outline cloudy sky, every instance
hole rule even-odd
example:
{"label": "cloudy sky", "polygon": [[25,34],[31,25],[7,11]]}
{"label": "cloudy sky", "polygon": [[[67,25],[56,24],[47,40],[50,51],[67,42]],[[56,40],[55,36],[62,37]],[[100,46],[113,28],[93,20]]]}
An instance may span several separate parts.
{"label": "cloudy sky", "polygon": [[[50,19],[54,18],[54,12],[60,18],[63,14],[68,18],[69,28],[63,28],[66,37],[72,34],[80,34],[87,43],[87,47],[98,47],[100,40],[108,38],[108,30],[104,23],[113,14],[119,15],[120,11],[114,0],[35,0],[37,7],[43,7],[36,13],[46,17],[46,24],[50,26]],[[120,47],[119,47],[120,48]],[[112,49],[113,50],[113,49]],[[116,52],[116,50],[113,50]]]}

◇ ◇ ◇ ◇

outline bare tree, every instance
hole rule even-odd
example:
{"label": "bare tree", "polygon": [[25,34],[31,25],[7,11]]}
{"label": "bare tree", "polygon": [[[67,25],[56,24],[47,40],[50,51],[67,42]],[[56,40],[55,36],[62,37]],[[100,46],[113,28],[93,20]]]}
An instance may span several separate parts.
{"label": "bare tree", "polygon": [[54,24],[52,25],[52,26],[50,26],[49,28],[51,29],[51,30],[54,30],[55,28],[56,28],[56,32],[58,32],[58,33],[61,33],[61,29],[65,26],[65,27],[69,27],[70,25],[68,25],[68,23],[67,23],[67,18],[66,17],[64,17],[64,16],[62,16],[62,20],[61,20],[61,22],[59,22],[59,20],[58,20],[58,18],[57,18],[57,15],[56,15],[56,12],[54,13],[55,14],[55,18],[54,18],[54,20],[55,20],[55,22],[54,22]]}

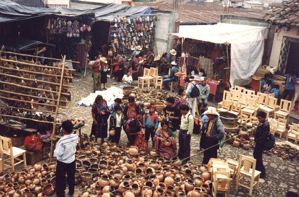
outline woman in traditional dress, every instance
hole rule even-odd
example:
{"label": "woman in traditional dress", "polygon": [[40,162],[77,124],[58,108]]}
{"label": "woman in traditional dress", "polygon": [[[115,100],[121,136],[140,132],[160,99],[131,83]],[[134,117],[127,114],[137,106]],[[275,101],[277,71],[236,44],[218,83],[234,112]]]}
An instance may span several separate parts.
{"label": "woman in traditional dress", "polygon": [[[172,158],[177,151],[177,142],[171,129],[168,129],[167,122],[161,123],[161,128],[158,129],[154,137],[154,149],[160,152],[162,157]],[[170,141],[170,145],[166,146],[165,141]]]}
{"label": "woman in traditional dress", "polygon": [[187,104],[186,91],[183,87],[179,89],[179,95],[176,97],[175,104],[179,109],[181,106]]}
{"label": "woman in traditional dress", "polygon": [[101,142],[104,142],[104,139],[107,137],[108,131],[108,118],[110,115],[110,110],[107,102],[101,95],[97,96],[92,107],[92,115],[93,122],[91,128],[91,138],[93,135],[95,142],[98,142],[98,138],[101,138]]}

◇ ◇ ◇ ◇

[Problem to work on]: Count the lines above that contain the string "cloudy", matching case exactly, and give only the number.

[Output for this exercise]: 4